--- begin Supplied information ---

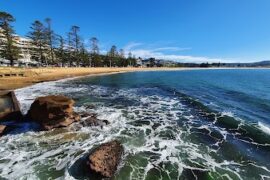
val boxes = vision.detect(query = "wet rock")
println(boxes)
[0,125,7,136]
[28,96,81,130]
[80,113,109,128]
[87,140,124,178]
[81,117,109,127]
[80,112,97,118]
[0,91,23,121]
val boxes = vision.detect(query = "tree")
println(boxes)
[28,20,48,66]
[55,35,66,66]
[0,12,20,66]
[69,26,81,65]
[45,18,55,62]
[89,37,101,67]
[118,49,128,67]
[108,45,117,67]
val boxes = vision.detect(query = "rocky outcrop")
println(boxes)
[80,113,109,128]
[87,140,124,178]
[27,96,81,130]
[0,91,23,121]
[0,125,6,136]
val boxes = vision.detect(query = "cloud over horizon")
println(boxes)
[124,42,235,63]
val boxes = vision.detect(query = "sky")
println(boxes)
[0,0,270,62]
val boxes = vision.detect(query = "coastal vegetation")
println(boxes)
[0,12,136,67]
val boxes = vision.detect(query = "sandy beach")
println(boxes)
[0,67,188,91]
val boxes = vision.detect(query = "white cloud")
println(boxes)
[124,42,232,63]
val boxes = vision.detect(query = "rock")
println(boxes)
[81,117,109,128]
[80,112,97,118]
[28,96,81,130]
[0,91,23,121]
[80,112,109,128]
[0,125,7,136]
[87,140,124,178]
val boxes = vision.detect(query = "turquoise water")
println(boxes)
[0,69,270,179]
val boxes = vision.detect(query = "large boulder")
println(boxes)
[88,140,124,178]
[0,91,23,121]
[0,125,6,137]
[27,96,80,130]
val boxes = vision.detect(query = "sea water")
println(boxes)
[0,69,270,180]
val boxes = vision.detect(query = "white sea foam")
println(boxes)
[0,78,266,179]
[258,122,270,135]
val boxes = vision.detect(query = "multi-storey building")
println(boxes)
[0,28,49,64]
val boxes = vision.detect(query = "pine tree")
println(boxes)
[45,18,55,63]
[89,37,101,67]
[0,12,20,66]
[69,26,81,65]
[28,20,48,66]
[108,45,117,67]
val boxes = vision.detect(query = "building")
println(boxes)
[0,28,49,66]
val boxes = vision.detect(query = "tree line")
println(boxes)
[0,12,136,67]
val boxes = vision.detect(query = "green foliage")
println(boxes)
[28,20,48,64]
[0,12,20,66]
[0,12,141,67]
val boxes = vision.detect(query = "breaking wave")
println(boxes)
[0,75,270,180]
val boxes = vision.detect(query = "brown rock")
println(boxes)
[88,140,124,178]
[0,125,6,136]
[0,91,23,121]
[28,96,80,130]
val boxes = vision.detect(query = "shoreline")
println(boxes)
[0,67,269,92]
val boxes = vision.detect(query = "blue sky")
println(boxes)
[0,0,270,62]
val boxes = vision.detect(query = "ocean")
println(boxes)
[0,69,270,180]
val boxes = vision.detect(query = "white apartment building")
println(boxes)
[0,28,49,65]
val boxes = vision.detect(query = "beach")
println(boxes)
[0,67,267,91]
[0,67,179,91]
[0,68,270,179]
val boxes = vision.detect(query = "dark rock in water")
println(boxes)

--- end Supplied information ---

Revise the records above, starting at their beginning and ending at the line that contains "[124,42,235,63]", so that "rocky outcrop" becomes "rock formation" and nothing else changes. Leave the pictures out of your output.

_Output for this exercise_
val boxes = vision.detect(query = "wet rock")
println(boxes)
[0,125,7,136]
[28,96,81,130]
[80,113,109,128]
[87,140,124,178]
[81,117,109,127]
[80,112,97,118]
[0,91,23,121]
val boxes = vision.detect(query = "tree")
println(boxes)
[28,20,48,66]
[55,35,66,66]
[0,12,20,66]
[69,26,81,65]
[45,18,55,62]
[89,37,101,67]
[118,49,128,67]
[108,45,117,67]
val boxes = vision.detect(query = "rock formation")
println(boxes)
[80,113,109,128]
[87,140,124,178]
[27,96,81,130]
[0,91,23,121]
[0,125,6,136]
val boxes = vision.detect(query = "cloud over horizon")
println(boxes)
[124,42,235,63]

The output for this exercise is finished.